◆ WORK INSTRUCTIONS ◆
[1] In the text on Canadian housing, whom does "second wave" gentrification push outside the city?
[2] Pick up the text on Canadian housing and gentrification after its last sentence and continue it.

[[ EXCERPTED TEXT, beginning ]]

Canada is building plenty of homes; but homes are not housing, per se. "Housing" is usually used in these policy conversations as an abbreviation for "affordable housing" — and Canada is very much not building that. At least not in the large numbers needed.

The majority of Canadian property developers — at least, the majority of the ones who can afford to buy up lots for redevelopment in this market — seem to have an overt, almost monomaniacal focus on developing only top-of-market properties. Municipalities have to essentially force them at gunpoint to take any consideration for creating any housing stock to sell to the rest of the market.

• When you look at any new condo development in a Canadian city (without government affordable-housing involvement), there end up being no bachelor, 1bd, or even 2bd units in the development; it's all 3bd+. Picture a condo tower where every floor is the penthouse. Many Canadian property developers only build this type of condo building.

• Likewise, when you look at any new SFH development in a Canadian city (without government affordable-housing involvement), there end up being no small-lot developments; instead, contiguous previously reasonably-sized lots are almost always bought up and merged, to create space to plop down a McMansion. Again, many Canadian property developers only build McMansions.

Letting these kinds of developers loose on a city, results in a sort of "second-wave gentrification", where neighbourhoods previously affordable to the middle class, get rebuilt to be only affordable by the upper class (for whom this is mostly not their primary residence, but rather a rental property/airbnb, investment property, vacation home, property to lend to friends/family visiting them, etc.)

Classical "first wave" gentrification pushes the working class out of the city — creating a situation where the service economy of the city becomes driven by those commuting from outside the city, and low-margin service-economy businesses struggle to retain talent. (Which in turn forces the city to look into the creation/expansion of high-speed regional transit — because suddenly all the service-worker commuters are clogging the highways to get to work from the cheap exurbs.)

"Second wave" gentrification, in the places it happens, pushes the professional class outside the city as well. Now, even people like doctors, corporate managers, etc. struggle to afford to live near their place of work.

[[ EXCERPTED TEXT, end ]]
[[ DATA PROVIDED, beginning ]]

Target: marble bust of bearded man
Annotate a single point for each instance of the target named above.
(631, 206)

[[ DATA PROVIDED, end ]]

◆ TASK-BY-TASK ANSWERS ◆
[1] The professional class, such as doctors and corporate managers.

[2]
Unlike the service workers being pushed out — which is mostly a "silent" problem observable only to the service workers themselves, those trying to hire them, and city infrastructure planners — the professional class being pushed out is a problem observable by the public. The professional class often includes small-business owners, who previously operated some retail/office/clinic/etc in the city, out of street-fronted commercial rental space close to where they live. Having had their living space pushed out of the city, rather than commuting, these business owners will often choose to simply move their business, so that they can continue to live close to work. This "empties out" the city of amenities, as anything run by this class relocates to the cheaper exurbs.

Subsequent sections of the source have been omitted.